*SOURCE MATERIAL*.
□ □ □

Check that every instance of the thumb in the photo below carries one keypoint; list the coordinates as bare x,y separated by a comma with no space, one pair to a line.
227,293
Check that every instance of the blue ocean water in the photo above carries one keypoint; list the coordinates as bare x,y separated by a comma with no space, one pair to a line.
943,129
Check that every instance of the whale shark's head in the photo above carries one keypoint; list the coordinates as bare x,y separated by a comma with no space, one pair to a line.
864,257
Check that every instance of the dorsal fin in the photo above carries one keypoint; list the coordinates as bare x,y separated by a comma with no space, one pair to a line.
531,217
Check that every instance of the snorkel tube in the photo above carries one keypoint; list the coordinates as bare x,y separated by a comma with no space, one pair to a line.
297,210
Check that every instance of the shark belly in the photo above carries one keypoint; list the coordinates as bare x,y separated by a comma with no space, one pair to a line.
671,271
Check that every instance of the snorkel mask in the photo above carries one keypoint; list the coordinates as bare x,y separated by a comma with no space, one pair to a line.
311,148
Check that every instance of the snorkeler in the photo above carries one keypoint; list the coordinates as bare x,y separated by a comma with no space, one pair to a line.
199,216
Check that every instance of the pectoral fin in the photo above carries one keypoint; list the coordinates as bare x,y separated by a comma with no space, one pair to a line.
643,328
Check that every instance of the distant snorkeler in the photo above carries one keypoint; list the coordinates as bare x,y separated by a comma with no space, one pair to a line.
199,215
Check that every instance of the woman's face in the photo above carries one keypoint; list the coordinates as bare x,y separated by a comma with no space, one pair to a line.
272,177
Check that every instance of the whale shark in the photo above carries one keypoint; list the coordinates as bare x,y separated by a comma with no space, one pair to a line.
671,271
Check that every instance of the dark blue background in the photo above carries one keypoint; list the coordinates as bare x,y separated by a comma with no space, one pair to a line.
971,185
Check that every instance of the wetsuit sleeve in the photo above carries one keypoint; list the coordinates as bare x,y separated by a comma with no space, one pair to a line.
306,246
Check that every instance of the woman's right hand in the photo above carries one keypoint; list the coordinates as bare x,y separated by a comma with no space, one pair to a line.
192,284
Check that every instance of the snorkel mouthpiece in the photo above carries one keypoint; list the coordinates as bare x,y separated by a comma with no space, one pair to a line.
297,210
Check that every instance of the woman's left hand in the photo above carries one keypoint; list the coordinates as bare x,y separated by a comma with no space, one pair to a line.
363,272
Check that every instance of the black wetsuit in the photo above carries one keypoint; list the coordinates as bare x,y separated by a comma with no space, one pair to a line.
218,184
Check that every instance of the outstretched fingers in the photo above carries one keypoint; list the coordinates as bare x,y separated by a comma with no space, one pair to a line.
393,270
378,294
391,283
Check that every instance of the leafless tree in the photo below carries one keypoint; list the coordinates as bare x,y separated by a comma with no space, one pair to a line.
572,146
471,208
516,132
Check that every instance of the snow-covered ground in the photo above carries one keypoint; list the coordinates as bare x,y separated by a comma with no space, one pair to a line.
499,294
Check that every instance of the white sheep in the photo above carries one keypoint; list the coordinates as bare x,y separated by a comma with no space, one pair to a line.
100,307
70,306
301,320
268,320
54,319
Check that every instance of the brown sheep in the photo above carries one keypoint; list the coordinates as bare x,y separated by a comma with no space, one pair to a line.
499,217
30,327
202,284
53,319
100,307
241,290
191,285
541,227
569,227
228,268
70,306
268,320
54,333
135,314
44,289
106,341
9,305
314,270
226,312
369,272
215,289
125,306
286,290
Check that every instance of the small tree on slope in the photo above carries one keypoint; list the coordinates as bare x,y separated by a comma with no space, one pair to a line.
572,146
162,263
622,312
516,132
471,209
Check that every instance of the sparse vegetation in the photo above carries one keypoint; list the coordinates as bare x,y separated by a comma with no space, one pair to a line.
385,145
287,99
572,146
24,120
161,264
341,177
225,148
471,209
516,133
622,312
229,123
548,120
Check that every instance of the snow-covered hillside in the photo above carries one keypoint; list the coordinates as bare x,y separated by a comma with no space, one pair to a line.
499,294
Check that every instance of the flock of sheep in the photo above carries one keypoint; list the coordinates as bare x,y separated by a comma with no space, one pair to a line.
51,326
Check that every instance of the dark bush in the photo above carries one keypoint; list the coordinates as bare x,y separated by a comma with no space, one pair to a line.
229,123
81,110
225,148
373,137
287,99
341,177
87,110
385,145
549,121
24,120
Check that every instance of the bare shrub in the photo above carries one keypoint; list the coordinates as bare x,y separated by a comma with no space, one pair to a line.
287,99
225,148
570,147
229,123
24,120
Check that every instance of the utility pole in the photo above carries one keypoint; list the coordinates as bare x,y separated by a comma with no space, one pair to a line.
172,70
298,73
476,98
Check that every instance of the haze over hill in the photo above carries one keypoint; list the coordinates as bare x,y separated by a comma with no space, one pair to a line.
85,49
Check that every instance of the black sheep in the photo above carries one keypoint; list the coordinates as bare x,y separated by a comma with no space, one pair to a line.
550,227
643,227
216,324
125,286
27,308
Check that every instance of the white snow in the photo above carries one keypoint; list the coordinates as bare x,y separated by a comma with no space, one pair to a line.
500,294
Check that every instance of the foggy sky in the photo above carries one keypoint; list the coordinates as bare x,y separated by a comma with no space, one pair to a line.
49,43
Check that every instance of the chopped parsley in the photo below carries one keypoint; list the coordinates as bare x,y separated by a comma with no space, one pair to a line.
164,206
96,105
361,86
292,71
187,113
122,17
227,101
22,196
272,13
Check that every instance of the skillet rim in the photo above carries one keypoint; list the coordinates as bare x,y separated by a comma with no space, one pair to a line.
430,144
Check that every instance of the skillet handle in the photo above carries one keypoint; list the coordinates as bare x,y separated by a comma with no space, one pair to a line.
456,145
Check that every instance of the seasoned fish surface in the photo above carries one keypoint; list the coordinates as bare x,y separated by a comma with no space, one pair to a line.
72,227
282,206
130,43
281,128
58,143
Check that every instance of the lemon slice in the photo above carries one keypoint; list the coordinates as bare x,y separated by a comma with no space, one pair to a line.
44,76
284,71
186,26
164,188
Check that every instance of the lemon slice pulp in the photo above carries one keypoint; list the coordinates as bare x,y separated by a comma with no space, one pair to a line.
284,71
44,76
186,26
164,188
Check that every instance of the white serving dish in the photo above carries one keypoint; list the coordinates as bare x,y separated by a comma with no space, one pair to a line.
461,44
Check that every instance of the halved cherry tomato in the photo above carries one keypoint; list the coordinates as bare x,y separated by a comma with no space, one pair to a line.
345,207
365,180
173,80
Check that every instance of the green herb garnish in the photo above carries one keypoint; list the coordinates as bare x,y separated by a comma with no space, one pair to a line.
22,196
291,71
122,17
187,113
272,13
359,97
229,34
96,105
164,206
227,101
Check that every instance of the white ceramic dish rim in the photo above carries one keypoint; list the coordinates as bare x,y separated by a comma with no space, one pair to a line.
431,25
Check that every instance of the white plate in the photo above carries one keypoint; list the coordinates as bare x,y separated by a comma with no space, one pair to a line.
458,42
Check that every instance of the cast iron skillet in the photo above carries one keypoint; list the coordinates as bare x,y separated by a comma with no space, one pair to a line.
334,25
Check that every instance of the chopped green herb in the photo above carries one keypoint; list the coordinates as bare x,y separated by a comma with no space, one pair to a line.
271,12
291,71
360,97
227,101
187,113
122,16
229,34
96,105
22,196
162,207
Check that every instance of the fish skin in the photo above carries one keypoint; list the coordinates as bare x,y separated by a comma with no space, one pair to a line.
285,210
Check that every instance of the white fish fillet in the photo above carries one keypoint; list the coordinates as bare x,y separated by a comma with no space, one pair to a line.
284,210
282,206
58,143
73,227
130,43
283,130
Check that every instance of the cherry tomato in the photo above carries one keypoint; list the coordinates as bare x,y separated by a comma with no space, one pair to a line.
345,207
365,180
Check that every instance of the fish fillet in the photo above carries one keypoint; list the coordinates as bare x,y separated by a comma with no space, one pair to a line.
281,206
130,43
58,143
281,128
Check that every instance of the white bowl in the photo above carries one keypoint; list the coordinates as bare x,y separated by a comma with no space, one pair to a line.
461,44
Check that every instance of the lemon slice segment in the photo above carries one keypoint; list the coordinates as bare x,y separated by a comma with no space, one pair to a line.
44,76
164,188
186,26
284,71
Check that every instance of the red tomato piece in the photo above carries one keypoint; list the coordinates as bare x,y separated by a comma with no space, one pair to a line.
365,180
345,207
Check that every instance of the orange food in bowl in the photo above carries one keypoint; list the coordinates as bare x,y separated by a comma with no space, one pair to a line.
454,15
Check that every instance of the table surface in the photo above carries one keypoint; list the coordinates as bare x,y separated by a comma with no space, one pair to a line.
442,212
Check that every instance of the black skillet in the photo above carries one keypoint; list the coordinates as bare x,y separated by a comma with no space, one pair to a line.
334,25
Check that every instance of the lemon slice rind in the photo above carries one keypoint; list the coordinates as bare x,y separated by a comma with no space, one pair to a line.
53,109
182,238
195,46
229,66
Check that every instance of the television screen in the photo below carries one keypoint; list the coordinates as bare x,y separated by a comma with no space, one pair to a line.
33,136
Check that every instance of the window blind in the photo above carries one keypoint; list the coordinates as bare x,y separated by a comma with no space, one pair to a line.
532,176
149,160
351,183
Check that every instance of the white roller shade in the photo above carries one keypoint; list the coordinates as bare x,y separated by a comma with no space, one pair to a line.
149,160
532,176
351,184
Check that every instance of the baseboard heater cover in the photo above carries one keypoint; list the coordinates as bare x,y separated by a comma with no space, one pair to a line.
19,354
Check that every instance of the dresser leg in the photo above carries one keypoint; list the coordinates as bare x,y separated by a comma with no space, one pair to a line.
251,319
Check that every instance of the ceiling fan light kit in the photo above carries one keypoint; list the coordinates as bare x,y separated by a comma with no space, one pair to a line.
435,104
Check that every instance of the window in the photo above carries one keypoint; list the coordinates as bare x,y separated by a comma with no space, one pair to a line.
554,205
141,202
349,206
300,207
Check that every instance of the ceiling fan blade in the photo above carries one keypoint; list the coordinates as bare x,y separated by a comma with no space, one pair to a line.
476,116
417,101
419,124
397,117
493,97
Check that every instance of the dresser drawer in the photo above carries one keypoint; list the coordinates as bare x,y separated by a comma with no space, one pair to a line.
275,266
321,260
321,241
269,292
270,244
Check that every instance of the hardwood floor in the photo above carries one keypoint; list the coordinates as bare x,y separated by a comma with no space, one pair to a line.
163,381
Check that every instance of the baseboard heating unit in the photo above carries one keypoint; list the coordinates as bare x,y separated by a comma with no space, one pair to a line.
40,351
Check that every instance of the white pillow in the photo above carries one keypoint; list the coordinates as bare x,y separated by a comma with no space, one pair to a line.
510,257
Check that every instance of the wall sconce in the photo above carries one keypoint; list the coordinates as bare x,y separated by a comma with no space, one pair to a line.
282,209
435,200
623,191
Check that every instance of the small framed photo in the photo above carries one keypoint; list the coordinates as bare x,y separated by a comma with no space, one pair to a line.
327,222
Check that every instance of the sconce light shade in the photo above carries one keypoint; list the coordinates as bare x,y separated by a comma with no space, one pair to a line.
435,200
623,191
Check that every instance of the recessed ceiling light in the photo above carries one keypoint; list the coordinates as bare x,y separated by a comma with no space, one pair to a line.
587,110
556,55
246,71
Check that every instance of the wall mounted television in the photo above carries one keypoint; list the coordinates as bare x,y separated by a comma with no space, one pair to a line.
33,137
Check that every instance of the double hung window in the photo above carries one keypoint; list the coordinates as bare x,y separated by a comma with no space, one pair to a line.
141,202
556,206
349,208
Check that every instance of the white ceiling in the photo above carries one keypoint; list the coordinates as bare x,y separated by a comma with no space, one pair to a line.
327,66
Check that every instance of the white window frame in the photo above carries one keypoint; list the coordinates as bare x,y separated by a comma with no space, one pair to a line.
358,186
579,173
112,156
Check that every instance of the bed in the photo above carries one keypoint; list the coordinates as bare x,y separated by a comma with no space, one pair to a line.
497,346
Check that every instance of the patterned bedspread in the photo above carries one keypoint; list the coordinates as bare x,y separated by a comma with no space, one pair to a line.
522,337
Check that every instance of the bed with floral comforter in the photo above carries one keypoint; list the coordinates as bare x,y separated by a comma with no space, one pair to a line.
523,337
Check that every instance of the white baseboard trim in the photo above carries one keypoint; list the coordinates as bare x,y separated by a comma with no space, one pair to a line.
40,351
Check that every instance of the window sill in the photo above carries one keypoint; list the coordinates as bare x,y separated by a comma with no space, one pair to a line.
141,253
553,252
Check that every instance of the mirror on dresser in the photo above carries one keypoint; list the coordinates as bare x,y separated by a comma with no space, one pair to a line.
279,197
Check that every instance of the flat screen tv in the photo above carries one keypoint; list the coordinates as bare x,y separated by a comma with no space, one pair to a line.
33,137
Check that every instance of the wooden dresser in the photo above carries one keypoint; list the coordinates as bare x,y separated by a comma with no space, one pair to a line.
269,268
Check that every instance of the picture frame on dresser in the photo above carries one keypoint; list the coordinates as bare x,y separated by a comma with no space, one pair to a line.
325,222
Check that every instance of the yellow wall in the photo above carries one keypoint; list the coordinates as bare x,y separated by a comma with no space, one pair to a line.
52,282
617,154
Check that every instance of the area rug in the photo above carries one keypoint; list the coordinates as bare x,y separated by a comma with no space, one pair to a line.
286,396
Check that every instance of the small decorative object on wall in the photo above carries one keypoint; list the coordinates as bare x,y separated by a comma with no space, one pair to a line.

□ □ □

*WHAT IS ASKED*.
Output the lines from the line containing "Check that every instance of the window sill" to the end, both included; add nothing.

*FINISHED TASK*.
Check that every instance of the window sill in the photo above carries one keypoint; list the coordinates as bare x,y separated by a comma with no space, one pair to a line.
141,253
553,252
Check that every instance of the mirror on dresser in the photo above carries one keypoint; list the coordinates as bare x,y separated by a comma with no space, one pair to a line.
279,197
Check that every instance of the flat screen tv in the photo above carries one keypoint; list the coordinates as bare x,y separated by a comma with no space, one pair to a line.
33,137
Check that every instance of the wooden dresser in the photo above carries one keypoint; list the coordinates as bare x,y separated by a comma with no space, one pair to a line.
269,268
Check that every instance of the picture frame on dresser in the photo above carries one keypoint; list the coordinates as bare x,y separated by a comma with no space, one pair to a line.
325,222
Check that every instance of the yellow wall in the photo above carries one keypoint; list the coordinates as bare x,y separated by a comma with no space, one pair to a line.
52,282
617,154
Check that every instance of the area rug in the photo above carries one keypoint; list the coordinates as bare x,y separated by a comma with no space, one pair to a line.
286,396
Check that every instance of the small decorative object on wall in the photo above carries one keypoint; list the coordinates as bare x,y separated by a comma with no space, one pair to a line.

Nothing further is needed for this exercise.